A top Chinese economic advisor has rejected foreign criticism about the way China has handled the economic slowdown in the country and said it was on course to grow at an average annual rate of 6.5 percent between 2015 and 2020.
“We have shifted from an external demand-driven economy to a domestic demand-driven economy. Domestic consumption is now the most important driver of our development,” former Vice Premier of China H.E. Zeng Peiyan said.
He made these comments about the world’s second largest economy in a keynote address he gave at the House of Lords on the opening day of the 2015 World Chinese Economic Summit on Tuesday.
He explained the focus of the Chinese economy had shifted from quantity to quality and efficiency as the number of middle-income Chinese was rapidly rising. That number is expected to reach 400-500 million by 2020 and the tertiary sector was also expanding. “We have shifted from subsistence consumption to high quality consumption and from a net importer of capital to a net exporter of capital,” he explained, speaking through an interpreter. “We aim to lift 70 million rural people out of poverty by the end of 2020 which will also boost consumption,” he added.
Whilst last year China received a record US$123 billion of FDI (foreign direct investment), its ODI (outbound direct investment) has now matched that figure.
“I have never seen a period in which the world has paid so much attention to China,” he continued. In the past the China story was businesses opportunities and growing markets, he said. But now people wanted to know what impact China would have on the rest of the world.
______________________________
PROBLEMS TO WORK ON:
(1) Edit the article on China's economy: begin at the words "A top Chinese" and stop after "Summit on Tuesday.", replacing "keynote address" with "main speech".
(2) Answer these questions about the article on China's economy.
(a) At what average annual rate was China said to be on course to grow between 2015 and 2020?
(b) How many rural people does China aim to lift out of poverty by the end of 2020?
(c) How much foreign direct investment did China receive last year?
(3) Write the next part of the article on China's economy, picking up after its final sentence.

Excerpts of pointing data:
______________________________
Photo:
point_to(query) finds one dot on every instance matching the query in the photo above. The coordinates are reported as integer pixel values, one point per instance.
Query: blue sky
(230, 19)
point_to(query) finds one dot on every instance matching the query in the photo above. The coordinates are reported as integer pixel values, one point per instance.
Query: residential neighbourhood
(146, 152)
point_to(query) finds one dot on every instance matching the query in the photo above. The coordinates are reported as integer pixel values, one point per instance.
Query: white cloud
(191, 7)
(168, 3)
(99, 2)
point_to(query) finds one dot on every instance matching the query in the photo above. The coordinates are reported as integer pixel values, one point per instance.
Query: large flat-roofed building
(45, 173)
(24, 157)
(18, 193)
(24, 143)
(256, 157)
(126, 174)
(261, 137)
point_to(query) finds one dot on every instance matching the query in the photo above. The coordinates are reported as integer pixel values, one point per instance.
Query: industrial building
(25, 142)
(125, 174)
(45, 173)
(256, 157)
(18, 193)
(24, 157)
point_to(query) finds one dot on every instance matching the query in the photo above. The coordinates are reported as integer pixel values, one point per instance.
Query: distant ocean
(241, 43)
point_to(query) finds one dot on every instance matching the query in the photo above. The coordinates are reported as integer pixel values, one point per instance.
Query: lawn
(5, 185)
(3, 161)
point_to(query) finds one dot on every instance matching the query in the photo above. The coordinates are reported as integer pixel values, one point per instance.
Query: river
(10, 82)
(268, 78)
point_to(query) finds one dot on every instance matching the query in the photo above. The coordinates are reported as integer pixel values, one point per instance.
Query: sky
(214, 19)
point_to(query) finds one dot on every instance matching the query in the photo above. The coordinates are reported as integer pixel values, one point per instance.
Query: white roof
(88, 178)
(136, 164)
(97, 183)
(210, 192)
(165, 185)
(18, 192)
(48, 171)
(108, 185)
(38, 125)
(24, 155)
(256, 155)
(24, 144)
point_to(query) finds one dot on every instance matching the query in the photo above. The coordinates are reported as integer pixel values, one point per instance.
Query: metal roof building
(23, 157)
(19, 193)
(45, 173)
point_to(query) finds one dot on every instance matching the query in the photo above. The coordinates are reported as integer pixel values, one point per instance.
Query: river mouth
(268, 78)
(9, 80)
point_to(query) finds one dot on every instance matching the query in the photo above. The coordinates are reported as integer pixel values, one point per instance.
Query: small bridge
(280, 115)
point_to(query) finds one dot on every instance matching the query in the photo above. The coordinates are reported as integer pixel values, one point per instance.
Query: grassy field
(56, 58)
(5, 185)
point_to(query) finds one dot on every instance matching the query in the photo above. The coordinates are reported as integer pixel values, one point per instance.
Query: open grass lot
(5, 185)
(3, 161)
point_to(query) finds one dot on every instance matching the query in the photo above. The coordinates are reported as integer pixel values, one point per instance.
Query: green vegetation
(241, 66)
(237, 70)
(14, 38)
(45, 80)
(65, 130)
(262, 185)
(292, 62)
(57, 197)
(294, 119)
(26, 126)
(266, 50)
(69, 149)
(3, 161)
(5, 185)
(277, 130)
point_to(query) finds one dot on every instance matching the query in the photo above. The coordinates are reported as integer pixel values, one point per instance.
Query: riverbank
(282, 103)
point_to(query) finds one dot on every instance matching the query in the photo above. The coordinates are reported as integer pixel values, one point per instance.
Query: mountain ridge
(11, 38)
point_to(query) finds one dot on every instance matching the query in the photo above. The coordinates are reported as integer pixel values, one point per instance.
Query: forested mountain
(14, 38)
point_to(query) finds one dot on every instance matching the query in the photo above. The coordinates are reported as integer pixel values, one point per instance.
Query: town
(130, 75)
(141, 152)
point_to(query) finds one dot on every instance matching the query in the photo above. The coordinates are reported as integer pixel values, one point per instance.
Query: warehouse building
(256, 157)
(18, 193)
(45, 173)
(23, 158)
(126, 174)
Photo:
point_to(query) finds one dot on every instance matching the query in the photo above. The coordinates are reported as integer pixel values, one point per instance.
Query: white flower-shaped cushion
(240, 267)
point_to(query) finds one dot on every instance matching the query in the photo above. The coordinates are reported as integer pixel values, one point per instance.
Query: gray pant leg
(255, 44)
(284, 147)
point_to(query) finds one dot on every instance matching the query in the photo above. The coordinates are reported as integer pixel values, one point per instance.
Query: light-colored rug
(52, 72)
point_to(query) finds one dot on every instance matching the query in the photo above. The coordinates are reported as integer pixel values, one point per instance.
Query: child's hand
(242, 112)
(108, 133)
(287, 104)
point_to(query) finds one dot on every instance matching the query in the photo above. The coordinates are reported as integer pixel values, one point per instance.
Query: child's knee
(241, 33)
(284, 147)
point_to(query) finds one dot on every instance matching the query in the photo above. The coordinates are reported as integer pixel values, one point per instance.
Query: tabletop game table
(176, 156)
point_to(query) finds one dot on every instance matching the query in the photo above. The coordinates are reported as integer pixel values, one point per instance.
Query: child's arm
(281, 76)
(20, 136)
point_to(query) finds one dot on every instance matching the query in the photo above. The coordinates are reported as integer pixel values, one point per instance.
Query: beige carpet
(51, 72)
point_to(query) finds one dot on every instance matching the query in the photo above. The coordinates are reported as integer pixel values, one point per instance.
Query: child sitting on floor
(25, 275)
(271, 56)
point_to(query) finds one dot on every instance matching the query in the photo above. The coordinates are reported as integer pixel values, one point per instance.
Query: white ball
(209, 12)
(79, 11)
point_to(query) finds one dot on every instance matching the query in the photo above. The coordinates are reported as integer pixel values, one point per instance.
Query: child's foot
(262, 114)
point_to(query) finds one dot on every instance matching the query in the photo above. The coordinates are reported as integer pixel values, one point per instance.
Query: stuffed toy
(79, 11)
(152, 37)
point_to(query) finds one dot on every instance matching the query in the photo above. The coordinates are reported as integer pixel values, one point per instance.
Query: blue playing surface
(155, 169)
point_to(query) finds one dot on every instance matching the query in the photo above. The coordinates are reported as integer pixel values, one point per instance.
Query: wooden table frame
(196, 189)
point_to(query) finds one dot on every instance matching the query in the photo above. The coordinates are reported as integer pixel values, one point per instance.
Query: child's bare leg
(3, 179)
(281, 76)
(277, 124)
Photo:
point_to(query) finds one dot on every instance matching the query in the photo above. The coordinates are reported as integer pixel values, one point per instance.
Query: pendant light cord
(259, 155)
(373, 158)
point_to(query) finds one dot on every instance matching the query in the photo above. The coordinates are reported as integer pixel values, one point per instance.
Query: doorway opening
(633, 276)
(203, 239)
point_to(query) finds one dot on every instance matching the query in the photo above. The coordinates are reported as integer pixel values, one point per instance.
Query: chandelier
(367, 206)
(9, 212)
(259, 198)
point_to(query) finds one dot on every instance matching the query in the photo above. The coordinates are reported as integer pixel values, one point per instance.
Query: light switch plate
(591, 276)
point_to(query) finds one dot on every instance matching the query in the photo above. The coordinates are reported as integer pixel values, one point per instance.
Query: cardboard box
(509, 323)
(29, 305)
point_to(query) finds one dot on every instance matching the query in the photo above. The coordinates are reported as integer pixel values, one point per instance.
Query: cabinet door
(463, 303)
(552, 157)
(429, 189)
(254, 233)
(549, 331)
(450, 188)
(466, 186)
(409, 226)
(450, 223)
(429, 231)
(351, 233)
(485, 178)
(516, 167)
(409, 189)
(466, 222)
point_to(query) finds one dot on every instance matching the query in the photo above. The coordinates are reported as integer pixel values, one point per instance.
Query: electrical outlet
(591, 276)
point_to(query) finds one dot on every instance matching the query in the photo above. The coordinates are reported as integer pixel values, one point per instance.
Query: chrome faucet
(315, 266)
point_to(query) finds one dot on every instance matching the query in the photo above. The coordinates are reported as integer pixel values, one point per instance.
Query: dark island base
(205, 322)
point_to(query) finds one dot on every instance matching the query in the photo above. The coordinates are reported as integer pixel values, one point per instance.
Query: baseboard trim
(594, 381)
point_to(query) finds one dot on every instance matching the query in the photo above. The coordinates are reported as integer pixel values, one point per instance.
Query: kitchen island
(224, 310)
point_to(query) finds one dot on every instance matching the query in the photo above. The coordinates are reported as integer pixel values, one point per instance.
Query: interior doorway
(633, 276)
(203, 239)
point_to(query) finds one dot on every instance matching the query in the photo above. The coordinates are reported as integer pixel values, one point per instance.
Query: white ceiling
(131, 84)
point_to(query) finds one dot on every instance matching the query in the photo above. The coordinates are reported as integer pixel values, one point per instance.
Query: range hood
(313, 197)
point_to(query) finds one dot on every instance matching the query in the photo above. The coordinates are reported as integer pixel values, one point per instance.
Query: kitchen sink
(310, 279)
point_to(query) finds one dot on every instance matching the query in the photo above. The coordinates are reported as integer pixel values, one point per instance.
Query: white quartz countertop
______________________________
THE REPLIES:
(1)
A top Chinese economic advisor has rejected foreign criticism about the way China has handled the economic slowdown in the country and said it was on course to grow at an average annual rate of 6.5 percent between 2015 and 2020.
“We have shifted from an external demand-driven economy to a domestic demand-driven economy. Domestic consumption is now the most important driver of our development,” former Vice Premier of China H.E. Zeng Peiyan said.
He made these comments about the world’s second largest economy in a main speech he gave at the House of Lords on the opening day of the 2015 World Chinese Economic Summit on Tuesday.

(2)
(a) 6.5 percent
(b) 70 million
(c) US$123 billion

(3)
Mr Peiyan, who has first-hand experience of mapping out and implementing major policies in China from his time when he was in charge of economic affairs in the State Council of the People’s Republic of China, said the Chinese Government was aware of the concerns the outside world had about the country’s economic development. He said their concerns focused on two issues: firstly, whether the economy had passed its peak and whether it would have a hard or soft landing; and secondly whether China would change its strategy of opening up its economy and tighten its policies towards foreign investors. Economic reforms in China to open the country up to foreign investment and privatise state-controlled companies began in 1978 and have continued ever since.
But Mr Peiyan said China had no intention of “suppressing foreign investment.” On the contrary it planned to expand market access for the services sector.
“Will the Chinese economy have a hard landing? No,” Mr Peiyan, Vice Chairman of the Boao Forum for Asia, continued. “It’s true the Chinese economy has been on a downward trajectory in recent years and the GDP growth rate has been below seven per cent,” he said, but he blamed that on the external world recovery leading to lower international market demand and overcapacity. “We need to adjust our economic structure and upgrade it,” he said.
“We have seen excess capacity to overcapacity in some traditional industries,” he explained. But the Chinese Government had addressed this and put may reforms in place, he said.
“We have tightened lending to certain industries, strengthened environmental protection, expanded the size of the fiscal deficit, used the stock in the fiscal budget, implemented structural tax cuts and lowered the deposit lending ratio and interest rate. Both the fiscal deficit and government debt are in the safe range and there is big room for fiscal and monetary policy manoeuvring so the fundamentals are good, as long as we can ensure we implement relevant policies,” he stated.
Mr Peiyan, who is also Chairman, State Development Planning Commission and China Center for International Economic Exchanges, pointed out the Chinese Government had responded to sharp rises and falls on the Shanghai stock exchange this year by providing liquidity which restored confidence among investors and in the market. But he said this led to unwarranted remarks about government intervention in the stock market. “But I think it achieved good results although there is room for improvement in the way the policies were implemented,” he said.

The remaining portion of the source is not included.